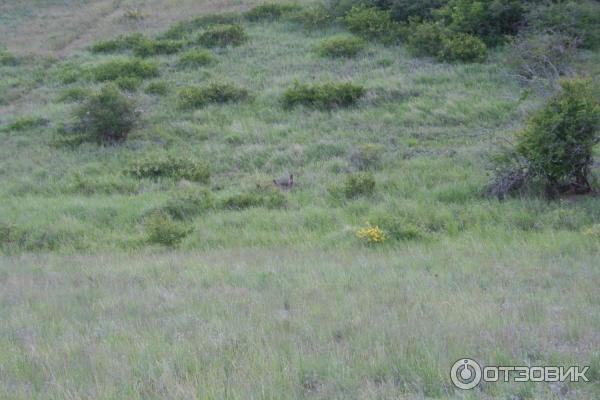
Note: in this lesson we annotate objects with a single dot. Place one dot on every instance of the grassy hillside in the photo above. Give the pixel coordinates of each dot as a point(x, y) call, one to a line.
point(270, 293)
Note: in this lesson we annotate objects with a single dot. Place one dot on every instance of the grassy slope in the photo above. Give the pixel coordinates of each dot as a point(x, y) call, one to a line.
point(298, 308)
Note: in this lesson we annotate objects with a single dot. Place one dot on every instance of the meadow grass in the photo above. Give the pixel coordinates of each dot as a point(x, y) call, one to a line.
point(277, 298)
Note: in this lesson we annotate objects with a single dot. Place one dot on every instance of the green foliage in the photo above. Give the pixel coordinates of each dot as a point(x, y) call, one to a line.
point(372, 23)
point(195, 58)
point(559, 139)
point(131, 68)
point(577, 19)
point(270, 11)
point(261, 197)
point(324, 96)
point(107, 116)
point(158, 88)
point(188, 203)
point(222, 35)
point(27, 123)
point(341, 46)
point(367, 157)
point(161, 165)
point(463, 47)
point(163, 230)
point(358, 184)
point(196, 97)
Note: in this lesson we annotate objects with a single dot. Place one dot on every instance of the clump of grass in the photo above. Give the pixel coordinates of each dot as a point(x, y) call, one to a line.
point(27, 123)
point(197, 97)
point(222, 35)
point(341, 46)
point(161, 165)
point(270, 11)
point(163, 230)
point(195, 58)
point(158, 88)
point(132, 68)
point(265, 197)
point(325, 96)
point(107, 116)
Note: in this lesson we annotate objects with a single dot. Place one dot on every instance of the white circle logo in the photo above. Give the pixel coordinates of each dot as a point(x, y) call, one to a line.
point(465, 374)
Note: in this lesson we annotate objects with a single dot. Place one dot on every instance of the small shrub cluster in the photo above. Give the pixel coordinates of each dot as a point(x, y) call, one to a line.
point(107, 116)
point(163, 230)
point(367, 157)
point(270, 11)
point(162, 165)
point(130, 68)
point(341, 46)
point(188, 203)
point(325, 96)
point(195, 58)
point(197, 97)
point(261, 197)
point(222, 35)
point(372, 23)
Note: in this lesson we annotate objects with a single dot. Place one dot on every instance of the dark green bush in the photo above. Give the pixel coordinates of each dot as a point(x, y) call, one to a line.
point(266, 197)
point(372, 23)
point(185, 28)
point(463, 47)
point(188, 203)
point(222, 36)
point(559, 139)
point(131, 68)
point(577, 19)
point(195, 58)
point(367, 157)
point(162, 229)
point(270, 11)
point(107, 116)
point(197, 97)
point(359, 184)
point(341, 46)
point(325, 96)
point(161, 165)
point(158, 88)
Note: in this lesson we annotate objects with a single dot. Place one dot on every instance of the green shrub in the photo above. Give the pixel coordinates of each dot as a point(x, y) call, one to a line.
point(196, 97)
point(162, 229)
point(559, 139)
point(155, 166)
point(312, 17)
point(325, 96)
point(188, 203)
point(222, 36)
point(26, 123)
point(577, 19)
point(159, 88)
point(8, 59)
point(75, 94)
point(270, 11)
point(266, 197)
point(151, 47)
point(183, 29)
point(107, 116)
point(121, 43)
point(341, 46)
point(359, 184)
point(128, 83)
point(132, 68)
point(195, 58)
point(367, 157)
point(372, 23)
point(463, 47)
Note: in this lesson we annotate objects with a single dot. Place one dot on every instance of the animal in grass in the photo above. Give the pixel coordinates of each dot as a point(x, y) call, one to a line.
point(284, 183)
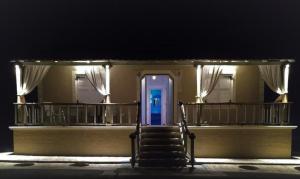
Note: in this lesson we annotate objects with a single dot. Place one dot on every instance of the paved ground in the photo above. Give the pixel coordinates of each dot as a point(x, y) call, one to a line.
point(83, 170)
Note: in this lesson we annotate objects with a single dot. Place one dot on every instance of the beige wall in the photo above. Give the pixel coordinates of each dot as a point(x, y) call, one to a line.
point(213, 141)
point(248, 84)
point(243, 142)
point(81, 141)
point(58, 84)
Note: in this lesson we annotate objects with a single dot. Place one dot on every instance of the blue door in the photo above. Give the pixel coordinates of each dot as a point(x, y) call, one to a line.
point(155, 101)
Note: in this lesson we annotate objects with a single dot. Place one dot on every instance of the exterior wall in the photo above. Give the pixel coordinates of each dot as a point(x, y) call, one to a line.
point(243, 141)
point(58, 85)
point(211, 142)
point(78, 141)
point(248, 84)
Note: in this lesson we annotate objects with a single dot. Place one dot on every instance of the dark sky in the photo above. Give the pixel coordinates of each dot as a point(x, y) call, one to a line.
point(145, 29)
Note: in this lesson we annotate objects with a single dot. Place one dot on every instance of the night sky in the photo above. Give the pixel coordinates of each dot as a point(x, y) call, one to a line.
point(145, 29)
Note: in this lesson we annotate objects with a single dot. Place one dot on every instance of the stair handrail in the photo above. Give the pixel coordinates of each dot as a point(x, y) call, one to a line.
point(186, 132)
point(135, 137)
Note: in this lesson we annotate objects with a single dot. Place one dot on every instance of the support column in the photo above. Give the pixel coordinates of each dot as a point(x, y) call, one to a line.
point(108, 111)
point(198, 83)
point(20, 99)
point(107, 83)
point(286, 82)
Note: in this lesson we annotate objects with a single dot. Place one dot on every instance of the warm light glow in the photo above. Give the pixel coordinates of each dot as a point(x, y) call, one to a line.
point(82, 69)
point(82, 61)
point(107, 79)
point(18, 78)
point(286, 77)
point(229, 69)
point(198, 78)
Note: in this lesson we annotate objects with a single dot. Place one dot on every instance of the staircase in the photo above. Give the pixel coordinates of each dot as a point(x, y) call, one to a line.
point(161, 147)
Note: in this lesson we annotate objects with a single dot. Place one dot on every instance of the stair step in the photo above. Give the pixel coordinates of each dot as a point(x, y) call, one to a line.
point(162, 154)
point(175, 162)
point(160, 129)
point(161, 135)
point(161, 141)
point(161, 148)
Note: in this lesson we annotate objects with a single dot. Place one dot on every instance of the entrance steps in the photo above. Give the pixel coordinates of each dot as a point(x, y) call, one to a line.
point(161, 147)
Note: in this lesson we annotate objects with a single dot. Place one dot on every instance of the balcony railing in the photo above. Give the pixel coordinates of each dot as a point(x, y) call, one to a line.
point(75, 114)
point(237, 113)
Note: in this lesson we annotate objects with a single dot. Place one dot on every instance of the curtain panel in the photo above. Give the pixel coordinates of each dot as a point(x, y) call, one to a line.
point(96, 76)
point(209, 78)
point(28, 77)
point(276, 78)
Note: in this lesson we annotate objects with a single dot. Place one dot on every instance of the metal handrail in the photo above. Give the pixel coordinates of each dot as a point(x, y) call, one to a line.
point(75, 113)
point(238, 113)
point(186, 132)
point(135, 138)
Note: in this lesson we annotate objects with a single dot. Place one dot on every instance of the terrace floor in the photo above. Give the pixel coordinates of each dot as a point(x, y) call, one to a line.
point(114, 167)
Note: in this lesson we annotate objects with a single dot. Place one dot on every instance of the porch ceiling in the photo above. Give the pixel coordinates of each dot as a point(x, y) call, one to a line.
point(153, 62)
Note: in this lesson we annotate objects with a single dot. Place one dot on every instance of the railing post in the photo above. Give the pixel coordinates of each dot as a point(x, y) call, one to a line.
point(16, 114)
point(85, 113)
point(192, 137)
point(42, 113)
point(132, 160)
point(95, 114)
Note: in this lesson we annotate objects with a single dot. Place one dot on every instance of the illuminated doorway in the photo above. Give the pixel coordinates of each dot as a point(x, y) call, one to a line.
point(157, 100)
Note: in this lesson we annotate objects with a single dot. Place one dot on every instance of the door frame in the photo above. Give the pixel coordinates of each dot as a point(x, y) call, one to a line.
point(163, 113)
point(143, 73)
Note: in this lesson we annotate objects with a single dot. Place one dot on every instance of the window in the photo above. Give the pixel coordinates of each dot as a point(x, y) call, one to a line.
point(223, 91)
point(85, 92)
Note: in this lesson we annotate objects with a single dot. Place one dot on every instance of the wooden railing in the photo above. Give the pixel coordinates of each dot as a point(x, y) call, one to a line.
point(237, 113)
point(75, 114)
point(187, 135)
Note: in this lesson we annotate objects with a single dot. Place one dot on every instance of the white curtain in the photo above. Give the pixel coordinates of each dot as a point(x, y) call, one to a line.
+++++
Work instruction:
Starting at the line in the records above that contains "of the terrace", output every line up to and including the last one, with nothing added.

Solution to the exercise:
Note: in this lesson we annotate objects with a single dot. Place one dot on every instance of the terrace floor in the photo above. Give the pixel coordinates of each dot as a point(x, y) call, one to a line.
point(114, 167)
Note: in this lesson we annotate objects with a single dot. Place one dot on every instance of the porch ceiling in the photo above. Give the pixel coordinates of each dot as a point(x, y) call, one to a line.
point(153, 62)
Note: in this lesson we annotate objects with a single dot. Place one dot on every instance of the railing post in the photo above. Give the pixel coordinates of each dot as a point(x, y) call, one to a line.
point(16, 114)
point(85, 113)
point(192, 137)
point(42, 113)
point(132, 160)
point(95, 114)
Note: in this lesson we annotate objects with a single dot. Place one dot on every instance of the illuminated doorway in the photo above. Give the pixel coordinates of each dot as a point(x, y) call, one to a line.
point(157, 100)
Note: in this lesson we annotate objects with a single dot. Place one dot on every instance of the door frame in the photo above. Give the pixel coordinates of each dot as a point(x, y) call, one to a line.
point(163, 113)
point(143, 73)
Note: in this lesson we annotate objects with a single dot. Place one dot on every instance of the window in the photo above. Give the pixel coordinates of each dot as a point(x, y) call, one to a line.
point(223, 91)
point(85, 92)
Note: in this lesson we annotate objects with a single dot. Place one dot on every instance of the wooden railing in the photo above. Give the pixel coordinates of each dot as a point(x, y) call, one to a line.
point(237, 113)
point(75, 114)
point(187, 135)
Note: in this lesson we annotate objects with a single dot. Place one dot on every instance of the white curtain in the photo above. Give the pixel coordinates of each dot as a point(x, y) call, one to a line.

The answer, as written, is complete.